Your instructions:
Filter the material below so that only lines containing "water" remain.

Provided information:
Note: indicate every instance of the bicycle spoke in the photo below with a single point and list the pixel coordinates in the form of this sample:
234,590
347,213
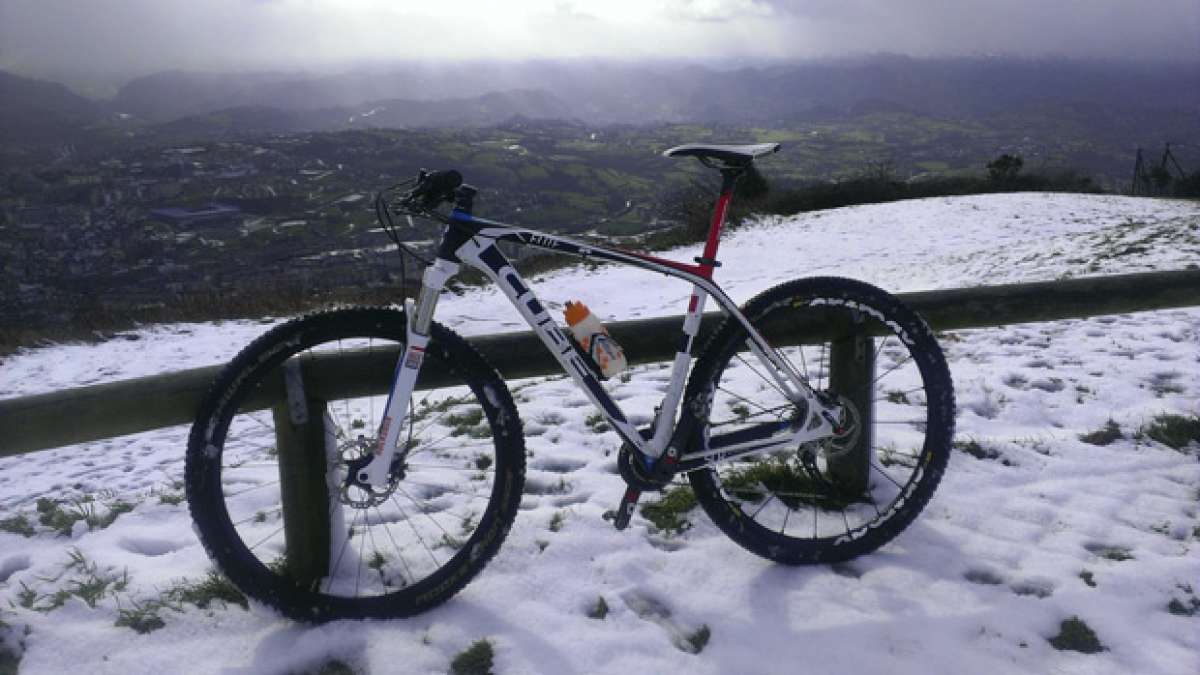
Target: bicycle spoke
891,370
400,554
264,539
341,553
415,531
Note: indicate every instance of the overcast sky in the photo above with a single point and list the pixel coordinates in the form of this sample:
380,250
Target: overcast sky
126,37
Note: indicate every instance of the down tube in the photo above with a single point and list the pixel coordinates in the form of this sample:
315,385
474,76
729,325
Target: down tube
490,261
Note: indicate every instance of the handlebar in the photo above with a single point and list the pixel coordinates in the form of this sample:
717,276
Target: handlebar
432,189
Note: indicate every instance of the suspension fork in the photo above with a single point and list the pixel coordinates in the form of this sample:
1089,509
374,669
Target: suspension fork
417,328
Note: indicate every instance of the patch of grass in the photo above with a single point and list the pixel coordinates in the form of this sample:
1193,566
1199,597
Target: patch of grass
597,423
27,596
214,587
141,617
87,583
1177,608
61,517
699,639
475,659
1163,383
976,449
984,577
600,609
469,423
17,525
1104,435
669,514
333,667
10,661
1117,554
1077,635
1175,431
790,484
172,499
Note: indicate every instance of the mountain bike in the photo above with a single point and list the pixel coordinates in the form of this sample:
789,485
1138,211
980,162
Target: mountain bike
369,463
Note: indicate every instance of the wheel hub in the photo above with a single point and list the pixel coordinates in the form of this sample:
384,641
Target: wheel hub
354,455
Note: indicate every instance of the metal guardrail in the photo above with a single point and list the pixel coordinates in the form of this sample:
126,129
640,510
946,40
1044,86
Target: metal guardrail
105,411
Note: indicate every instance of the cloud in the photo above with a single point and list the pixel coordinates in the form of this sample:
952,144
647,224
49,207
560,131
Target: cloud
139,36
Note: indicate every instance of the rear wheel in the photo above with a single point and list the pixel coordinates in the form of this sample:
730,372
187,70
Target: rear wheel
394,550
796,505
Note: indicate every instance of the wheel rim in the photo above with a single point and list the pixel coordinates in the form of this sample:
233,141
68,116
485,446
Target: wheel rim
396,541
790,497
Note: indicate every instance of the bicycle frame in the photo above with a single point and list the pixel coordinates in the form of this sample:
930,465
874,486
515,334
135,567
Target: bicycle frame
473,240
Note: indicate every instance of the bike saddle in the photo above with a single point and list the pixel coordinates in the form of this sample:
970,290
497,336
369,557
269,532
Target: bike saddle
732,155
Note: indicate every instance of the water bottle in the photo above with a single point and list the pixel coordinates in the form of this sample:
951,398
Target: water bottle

Response below:
Note: indicate every instance of the water bottle in the photo above with a single point and list the pixel coordinates in the form of this sample:
Target: water bottle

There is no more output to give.